• **Directions for this task**
Copy every one of the records below word for word, changing nothing.
···
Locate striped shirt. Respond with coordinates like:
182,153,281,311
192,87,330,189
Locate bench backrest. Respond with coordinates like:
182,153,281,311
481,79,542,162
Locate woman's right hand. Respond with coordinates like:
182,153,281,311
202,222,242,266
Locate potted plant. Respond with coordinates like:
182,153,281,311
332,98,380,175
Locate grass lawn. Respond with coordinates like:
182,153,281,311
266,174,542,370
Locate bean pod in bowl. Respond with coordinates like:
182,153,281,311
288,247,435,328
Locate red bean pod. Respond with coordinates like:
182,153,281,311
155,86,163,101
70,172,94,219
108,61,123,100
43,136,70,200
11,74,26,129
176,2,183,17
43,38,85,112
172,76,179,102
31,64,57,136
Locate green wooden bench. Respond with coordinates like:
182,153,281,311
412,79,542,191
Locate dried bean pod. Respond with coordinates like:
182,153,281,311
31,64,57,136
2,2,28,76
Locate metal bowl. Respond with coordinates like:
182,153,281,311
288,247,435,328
···
• **Response for this exercise**
Locate striped shirt. Respond with coordinates like:
182,153,281,311
192,87,330,189
Locate bench backrest. Respond with coordinates like:
182,153,281,311
481,79,542,162
Locate woman's right hand. Respond with coordinates like:
182,153,281,311
202,222,242,266
Locate potted plant. Respond with coordinates like:
182,153,281,311
332,98,380,175
Locate grass lawn. Respond with coordinates like:
182,153,281,311
266,174,542,370
Locate bean pod in bowl. Respond with coordinates like:
182,153,281,311
288,247,435,328
Locate red bean pod. Respond with coordinates like:
182,153,281,311
155,86,163,101
70,172,94,219
108,61,123,100
43,136,70,200
11,74,26,129
176,2,183,17
43,38,85,112
172,76,179,102
31,64,57,136
Locate green wooden bench. Respond with coordinates like:
182,153,281,311
412,79,542,191
Locate dried bean pod. Respond with coordinates like:
182,153,281,311
31,64,57,136
2,2,28,76
Locate metal bowl. Respond with coordinates like:
182,153,281,311
288,247,435,328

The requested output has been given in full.